» **AUFGABE**
Prüfe anhand des Textauszugs, ob diese Aussagen zutreffen, und belege jede Antwort (Ja oder Nein) mit den entscheidenden Worten des Textauszugs als wörtlichem Zitat: 1. Für 2023 registriert der Verfassungsschutz 40.000 Straftaten mit extremistischem Hintergrund. 2. Im Linksextremismus liegen die Zahlen über denen von 2021. 3. Im Rechtsextremismus steigt die Zahl der Körperverletzungsdelikte seit einigen Jahren kontinuierlich an.

Herr Hansen, für 2023 registriert der Verfassungsschutz 40.000 Straftaten mit einem extremistischen Hintergrund. Wie sehr muss uns das alarmieren?

Extremismus-Forscher Hendrik Hansen © Hendrik Hansen

Hendrik Hansen: Wir haben ein anhaltend hohes Gefährdungsniveau in allen Phänomenbereichen und in einigen Bereichen einen deutlichen Anstieg der Straftaten, auch der Gewalttaten. Im Rechtsextremismus sehen wir seit einigen Jahren einen kontinuierlichen Anstieg der Zahl der Körperverletzungsdelikte, was sehr bedrohlich ist. Auch die Propagandadelikte und Delikte im Bereich Volksverhetzung und Beleidigung nehmen zu. Das ist auch ein Ausdruck der zunehmenden Polarisierung in der Gesellschaft. Im Linksextremismus sind die Zahlen unter denen von 2021, doch im Vergleich zu 2022 gab es einen deutlichen Anstieg. Dann haben wir noch den massiven Anstieg von Straftaten im Bereich Islamismus und auslandsbezogenem Extremismus im Kontext des Nahostkonflikts.

» **INHALT DES DATENSATZES**
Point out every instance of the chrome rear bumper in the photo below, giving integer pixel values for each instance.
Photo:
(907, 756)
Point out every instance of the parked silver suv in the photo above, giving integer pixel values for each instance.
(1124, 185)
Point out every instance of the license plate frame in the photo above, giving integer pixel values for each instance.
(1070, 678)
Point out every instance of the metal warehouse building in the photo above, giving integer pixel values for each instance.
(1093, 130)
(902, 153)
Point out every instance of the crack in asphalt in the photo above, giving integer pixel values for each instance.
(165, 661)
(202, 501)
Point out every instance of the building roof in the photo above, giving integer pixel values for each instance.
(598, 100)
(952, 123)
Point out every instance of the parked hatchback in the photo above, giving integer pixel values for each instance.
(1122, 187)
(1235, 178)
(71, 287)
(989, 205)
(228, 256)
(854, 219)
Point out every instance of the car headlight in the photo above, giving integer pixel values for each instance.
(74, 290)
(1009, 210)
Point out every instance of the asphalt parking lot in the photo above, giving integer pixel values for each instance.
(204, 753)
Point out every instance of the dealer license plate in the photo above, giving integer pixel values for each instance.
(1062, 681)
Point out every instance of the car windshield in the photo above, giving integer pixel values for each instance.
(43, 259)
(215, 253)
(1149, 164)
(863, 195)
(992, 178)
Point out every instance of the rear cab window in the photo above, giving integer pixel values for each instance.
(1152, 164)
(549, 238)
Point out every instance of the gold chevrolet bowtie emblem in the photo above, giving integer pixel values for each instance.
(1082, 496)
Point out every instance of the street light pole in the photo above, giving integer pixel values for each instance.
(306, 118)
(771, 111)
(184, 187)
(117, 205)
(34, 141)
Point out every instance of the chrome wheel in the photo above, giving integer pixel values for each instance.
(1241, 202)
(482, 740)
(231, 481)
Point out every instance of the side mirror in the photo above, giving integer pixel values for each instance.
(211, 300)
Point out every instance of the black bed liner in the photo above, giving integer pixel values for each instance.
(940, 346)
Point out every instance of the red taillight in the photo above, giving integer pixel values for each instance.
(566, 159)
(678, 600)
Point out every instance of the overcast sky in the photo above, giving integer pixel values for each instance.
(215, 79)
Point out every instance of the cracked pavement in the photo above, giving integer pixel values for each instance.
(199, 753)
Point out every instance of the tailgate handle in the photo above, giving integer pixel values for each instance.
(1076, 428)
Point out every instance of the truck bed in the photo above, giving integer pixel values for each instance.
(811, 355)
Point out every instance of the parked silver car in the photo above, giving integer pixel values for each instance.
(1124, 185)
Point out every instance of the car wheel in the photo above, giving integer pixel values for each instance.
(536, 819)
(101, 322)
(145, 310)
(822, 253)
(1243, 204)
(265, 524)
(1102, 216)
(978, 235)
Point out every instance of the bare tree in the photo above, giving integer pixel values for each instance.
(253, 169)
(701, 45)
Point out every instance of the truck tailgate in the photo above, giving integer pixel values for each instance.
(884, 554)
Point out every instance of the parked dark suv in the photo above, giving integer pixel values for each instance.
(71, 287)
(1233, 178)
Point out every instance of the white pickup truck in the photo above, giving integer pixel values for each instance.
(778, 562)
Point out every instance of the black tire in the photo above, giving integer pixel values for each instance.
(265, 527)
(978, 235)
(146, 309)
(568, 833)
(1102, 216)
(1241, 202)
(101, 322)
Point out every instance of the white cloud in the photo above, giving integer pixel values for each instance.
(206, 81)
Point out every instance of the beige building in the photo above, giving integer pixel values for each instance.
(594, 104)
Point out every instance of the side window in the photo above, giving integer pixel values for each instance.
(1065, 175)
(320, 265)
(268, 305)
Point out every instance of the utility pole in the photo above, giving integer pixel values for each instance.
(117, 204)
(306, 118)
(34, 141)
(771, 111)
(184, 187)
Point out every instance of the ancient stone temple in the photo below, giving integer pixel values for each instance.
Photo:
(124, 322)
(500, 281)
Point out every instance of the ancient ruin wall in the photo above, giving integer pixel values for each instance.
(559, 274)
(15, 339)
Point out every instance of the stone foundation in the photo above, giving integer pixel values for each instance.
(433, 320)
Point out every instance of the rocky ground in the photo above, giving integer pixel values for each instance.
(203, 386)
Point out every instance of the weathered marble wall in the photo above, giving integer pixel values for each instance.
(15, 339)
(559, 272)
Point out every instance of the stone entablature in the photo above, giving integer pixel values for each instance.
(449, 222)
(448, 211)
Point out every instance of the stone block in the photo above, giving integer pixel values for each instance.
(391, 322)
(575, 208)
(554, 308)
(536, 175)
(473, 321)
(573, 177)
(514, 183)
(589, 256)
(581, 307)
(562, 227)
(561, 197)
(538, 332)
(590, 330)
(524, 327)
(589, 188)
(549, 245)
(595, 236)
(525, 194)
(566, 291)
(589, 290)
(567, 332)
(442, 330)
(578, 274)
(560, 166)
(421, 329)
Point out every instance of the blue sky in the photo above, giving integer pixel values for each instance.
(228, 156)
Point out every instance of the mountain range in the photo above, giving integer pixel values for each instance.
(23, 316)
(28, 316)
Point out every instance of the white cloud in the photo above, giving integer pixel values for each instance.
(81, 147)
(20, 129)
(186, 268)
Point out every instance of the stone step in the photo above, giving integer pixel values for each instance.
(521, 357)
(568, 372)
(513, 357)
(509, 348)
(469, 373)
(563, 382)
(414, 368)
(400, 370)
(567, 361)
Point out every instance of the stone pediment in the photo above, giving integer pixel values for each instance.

» **ANTWORT**
1. Ja: „für 2023 registriert der Verfassungsschutz 40.000 Straftaten mit einem extremistischen Hintergrund“
2. Nein: „Im Linksextremismus sind die Zahlen unter denen von 2021“
3. Ja: „Im Rechtsextremismus sehen wir seit einigen Jahren einen kontinuierlichen Anstieg der Zahl der Körperverletzungsdelikte“